- [Try it] Reproduce exactly the lines below, starting at the line that contains "Query: coat sleeve" and ending with the last line of the records, both included; leave out any pictures.

- [Data to use]
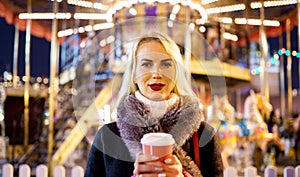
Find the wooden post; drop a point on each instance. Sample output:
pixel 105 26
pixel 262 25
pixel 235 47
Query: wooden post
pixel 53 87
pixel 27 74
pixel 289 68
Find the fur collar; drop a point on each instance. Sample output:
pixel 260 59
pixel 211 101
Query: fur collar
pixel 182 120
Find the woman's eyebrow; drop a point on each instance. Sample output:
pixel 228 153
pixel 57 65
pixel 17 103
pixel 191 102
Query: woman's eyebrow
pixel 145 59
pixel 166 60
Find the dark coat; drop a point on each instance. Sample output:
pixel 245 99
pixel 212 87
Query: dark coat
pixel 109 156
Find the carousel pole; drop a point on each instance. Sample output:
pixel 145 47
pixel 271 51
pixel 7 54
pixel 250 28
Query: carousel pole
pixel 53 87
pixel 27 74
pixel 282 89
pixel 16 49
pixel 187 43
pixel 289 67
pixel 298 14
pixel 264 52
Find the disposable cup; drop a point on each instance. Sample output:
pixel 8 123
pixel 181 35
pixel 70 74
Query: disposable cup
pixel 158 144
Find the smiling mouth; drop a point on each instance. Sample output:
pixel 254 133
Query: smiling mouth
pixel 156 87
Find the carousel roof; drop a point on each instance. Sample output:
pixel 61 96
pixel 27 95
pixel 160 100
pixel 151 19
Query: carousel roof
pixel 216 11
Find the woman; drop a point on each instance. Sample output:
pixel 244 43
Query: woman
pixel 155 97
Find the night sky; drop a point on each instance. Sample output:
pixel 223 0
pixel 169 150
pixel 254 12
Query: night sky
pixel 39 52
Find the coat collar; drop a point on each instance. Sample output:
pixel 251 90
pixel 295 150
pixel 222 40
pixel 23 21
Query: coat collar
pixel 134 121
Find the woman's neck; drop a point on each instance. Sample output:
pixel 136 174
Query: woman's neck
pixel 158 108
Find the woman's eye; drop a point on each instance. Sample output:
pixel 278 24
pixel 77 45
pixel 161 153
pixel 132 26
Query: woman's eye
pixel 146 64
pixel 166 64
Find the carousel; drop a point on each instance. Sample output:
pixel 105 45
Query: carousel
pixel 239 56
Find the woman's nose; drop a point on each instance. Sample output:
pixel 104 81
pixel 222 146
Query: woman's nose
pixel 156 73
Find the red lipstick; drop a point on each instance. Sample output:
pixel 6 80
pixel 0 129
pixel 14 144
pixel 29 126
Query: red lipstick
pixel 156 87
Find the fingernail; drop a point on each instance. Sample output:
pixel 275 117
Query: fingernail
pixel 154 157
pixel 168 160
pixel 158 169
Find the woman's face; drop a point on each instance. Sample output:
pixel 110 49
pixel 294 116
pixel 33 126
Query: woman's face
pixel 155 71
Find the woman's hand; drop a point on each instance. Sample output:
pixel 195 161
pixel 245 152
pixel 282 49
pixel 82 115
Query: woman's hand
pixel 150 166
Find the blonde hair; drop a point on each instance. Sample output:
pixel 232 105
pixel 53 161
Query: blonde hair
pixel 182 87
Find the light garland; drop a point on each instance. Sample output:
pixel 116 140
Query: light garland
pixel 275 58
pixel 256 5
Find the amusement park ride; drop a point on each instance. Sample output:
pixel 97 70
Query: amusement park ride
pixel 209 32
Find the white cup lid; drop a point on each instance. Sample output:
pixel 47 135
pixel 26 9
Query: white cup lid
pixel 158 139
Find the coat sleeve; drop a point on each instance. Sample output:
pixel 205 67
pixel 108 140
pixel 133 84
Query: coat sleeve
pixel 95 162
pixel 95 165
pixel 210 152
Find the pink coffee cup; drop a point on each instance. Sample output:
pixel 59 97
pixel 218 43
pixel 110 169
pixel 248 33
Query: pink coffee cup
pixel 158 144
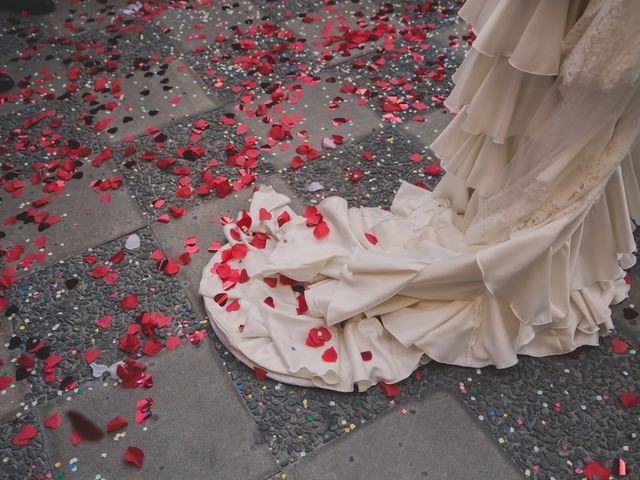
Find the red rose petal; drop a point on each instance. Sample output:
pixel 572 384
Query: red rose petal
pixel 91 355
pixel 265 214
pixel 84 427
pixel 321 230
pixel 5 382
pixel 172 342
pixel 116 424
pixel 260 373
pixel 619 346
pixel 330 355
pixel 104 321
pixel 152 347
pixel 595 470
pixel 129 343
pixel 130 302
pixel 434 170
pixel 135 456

- [Your solution]
Query: coat sleeve
pixel 95 162
pixel 95 165
pixel 210 152
Find the pink coffee cup; drop a point on each instance. Sample output:
pixel 59 97
pixel 218 43
pixel 110 169
pixel 248 33
Query: pink coffee cup
pixel 158 144
Find the red rose petal; drop a point on each instance. Sample output:
pixel 572 384
Query: red rose petal
pixel 91 355
pixel 265 214
pixel 84 427
pixel 321 230
pixel 5 382
pixel 172 342
pixel 116 424
pixel 260 373
pixel 619 346
pixel 330 355
pixel 104 321
pixel 152 347
pixel 595 470
pixel 129 343
pixel 130 302
pixel 434 170
pixel 135 456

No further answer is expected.